State how many lines in the rows below contain the string "mountain", matching case exactly, and reply with the number alone.

— START Exercise input —

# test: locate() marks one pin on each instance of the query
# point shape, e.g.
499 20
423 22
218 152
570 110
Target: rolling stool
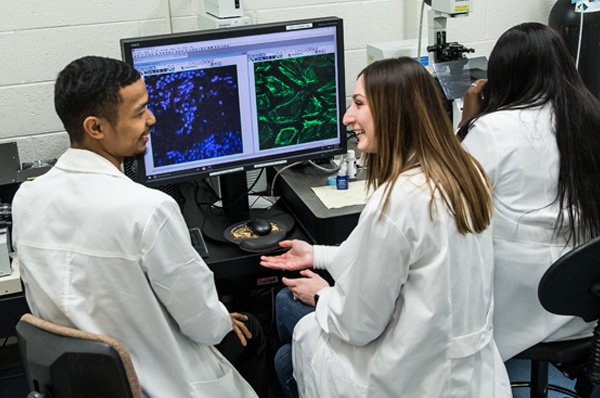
568 356
571 286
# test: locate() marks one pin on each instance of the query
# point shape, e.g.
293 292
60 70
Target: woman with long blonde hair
410 312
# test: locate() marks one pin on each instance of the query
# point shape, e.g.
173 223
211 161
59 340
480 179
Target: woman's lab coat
103 254
410 314
518 150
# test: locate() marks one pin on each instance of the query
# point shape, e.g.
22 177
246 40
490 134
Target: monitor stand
234 196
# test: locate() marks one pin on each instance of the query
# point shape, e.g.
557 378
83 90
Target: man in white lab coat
103 254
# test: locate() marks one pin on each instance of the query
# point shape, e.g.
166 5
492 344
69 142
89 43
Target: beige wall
38 38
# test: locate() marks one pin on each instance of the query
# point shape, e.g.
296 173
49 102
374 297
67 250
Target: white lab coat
410 314
103 254
518 151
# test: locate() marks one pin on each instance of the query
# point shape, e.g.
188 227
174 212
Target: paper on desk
334 198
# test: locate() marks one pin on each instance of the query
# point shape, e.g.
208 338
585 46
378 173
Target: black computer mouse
259 226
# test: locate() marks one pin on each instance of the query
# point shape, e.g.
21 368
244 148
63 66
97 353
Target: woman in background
411 309
536 131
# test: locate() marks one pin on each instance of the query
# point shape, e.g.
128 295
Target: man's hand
300 256
240 329
305 288
473 97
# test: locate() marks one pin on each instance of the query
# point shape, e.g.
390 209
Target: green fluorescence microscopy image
296 100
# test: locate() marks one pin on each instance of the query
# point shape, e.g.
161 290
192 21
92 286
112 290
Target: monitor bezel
257 162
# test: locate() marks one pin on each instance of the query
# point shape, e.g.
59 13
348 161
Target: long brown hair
412 130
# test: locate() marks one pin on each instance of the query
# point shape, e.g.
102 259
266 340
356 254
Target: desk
235 270
323 226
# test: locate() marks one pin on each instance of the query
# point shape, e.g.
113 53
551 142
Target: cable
580 39
420 31
168 16
323 168
279 172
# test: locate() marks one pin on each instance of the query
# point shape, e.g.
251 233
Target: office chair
61 362
571 286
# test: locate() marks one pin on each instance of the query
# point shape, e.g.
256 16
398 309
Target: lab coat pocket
216 387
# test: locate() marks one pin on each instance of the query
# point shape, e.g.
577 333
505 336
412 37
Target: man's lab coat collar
82 160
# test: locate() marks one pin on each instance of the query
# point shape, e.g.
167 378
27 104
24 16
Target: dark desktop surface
235 270
322 225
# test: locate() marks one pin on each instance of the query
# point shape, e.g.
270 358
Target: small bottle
351 159
342 179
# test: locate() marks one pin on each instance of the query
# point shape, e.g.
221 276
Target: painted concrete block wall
38 38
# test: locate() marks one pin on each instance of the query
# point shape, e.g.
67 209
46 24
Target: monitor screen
237 99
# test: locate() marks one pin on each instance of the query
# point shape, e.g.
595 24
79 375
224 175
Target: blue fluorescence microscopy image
197 115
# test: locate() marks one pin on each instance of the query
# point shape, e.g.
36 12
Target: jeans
289 312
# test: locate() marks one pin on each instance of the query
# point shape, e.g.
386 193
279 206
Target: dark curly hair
90 86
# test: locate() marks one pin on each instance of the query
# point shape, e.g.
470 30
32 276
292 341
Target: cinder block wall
38 38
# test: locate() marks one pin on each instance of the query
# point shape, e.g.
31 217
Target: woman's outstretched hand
299 257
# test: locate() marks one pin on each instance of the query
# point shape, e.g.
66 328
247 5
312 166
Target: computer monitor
237 99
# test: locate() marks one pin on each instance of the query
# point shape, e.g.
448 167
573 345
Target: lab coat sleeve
481 142
323 259
359 306
180 279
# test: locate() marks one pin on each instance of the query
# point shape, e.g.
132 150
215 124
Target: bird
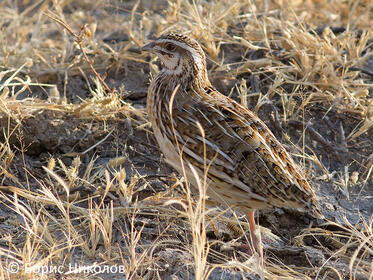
202 131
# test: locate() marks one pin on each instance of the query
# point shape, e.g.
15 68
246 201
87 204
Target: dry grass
81 180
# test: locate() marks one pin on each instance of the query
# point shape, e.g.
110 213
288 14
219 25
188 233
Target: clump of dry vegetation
83 183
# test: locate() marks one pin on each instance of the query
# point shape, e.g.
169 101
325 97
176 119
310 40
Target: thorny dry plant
305 66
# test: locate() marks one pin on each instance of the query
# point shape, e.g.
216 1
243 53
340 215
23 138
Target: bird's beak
148 47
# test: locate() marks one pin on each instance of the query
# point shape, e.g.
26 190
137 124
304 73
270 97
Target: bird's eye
170 47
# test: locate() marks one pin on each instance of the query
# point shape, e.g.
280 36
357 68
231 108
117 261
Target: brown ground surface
339 167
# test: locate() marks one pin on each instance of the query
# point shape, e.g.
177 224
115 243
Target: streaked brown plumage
249 169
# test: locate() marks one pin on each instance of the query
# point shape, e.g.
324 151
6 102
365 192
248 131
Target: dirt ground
87 138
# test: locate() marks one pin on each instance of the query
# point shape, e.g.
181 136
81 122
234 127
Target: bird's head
180 54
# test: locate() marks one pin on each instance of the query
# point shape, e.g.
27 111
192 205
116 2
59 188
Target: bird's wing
211 129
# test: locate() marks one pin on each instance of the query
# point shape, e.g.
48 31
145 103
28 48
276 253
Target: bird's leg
255 241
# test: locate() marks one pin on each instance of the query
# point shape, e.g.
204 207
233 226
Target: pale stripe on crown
196 56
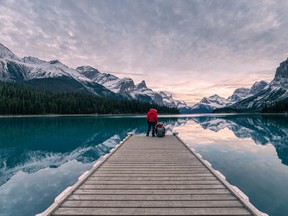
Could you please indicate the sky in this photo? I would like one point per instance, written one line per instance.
(189, 48)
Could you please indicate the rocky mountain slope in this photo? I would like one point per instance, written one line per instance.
(208, 105)
(56, 77)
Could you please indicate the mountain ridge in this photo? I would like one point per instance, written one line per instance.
(56, 77)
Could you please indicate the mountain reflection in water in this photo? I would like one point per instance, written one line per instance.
(263, 129)
(41, 156)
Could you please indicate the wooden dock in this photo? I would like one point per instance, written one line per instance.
(152, 176)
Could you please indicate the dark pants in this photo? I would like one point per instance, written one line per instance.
(151, 124)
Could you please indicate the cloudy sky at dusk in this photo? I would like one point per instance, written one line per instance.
(190, 48)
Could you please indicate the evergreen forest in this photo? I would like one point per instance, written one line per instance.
(19, 99)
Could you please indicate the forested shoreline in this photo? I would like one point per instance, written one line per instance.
(19, 99)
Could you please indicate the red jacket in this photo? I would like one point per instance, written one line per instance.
(152, 116)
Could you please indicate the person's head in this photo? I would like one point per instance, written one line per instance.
(152, 109)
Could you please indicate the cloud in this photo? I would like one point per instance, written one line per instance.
(185, 46)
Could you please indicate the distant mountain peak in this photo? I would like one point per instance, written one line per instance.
(32, 60)
(141, 85)
(7, 53)
(88, 71)
(282, 70)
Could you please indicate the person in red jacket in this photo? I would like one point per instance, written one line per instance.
(152, 118)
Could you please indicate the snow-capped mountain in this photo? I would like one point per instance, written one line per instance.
(239, 94)
(207, 105)
(263, 130)
(56, 77)
(276, 90)
(128, 89)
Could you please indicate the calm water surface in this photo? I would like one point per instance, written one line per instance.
(41, 156)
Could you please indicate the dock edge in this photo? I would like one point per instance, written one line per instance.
(242, 197)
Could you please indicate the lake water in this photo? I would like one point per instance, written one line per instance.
(41, 156)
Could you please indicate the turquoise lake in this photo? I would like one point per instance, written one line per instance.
(41, 156)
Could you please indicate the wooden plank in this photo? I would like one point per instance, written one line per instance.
(152, 211)
(150, 187)
(152, 197)
(156, 179)
(151, 204)
(206, 173)
(148, 176)
(203, 182)
(158, 192)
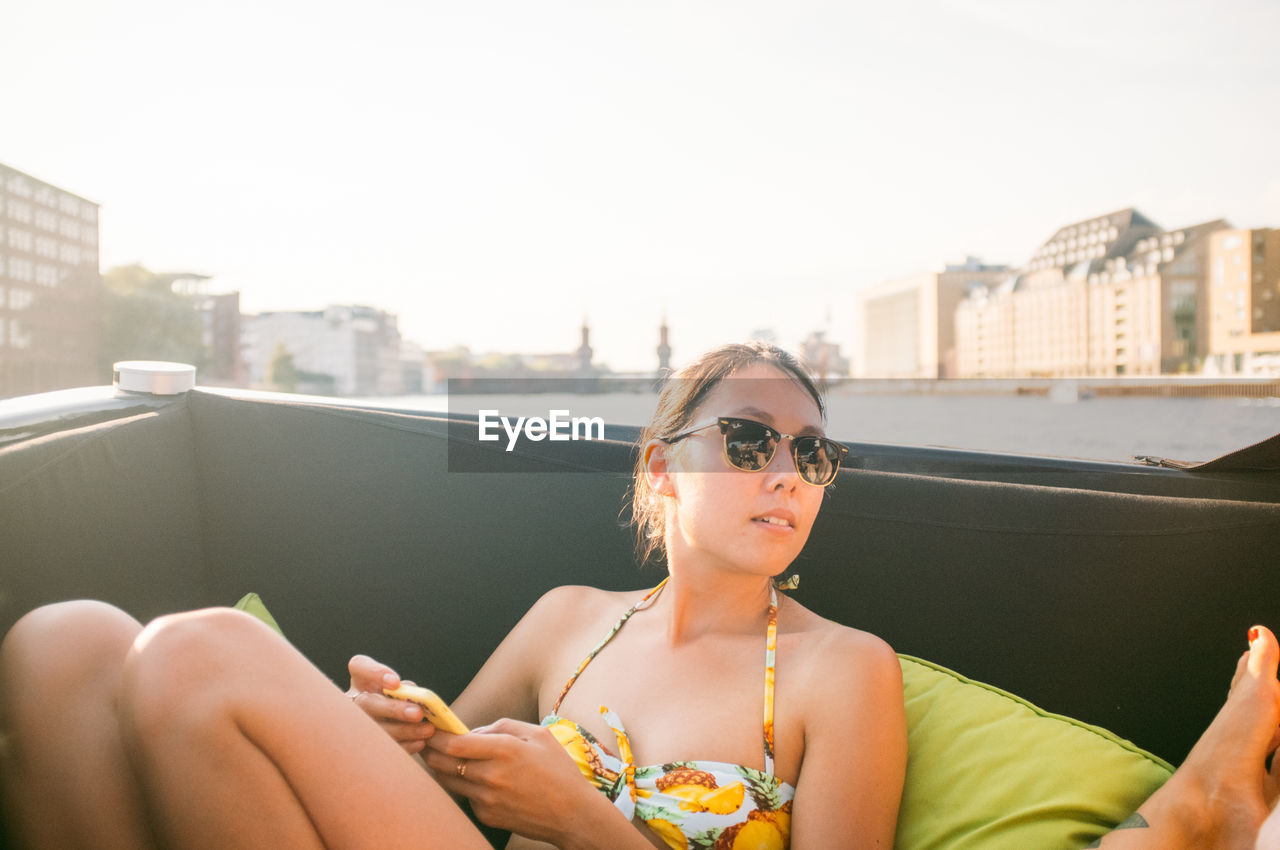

— END Exercise input —

_Result for this task_
5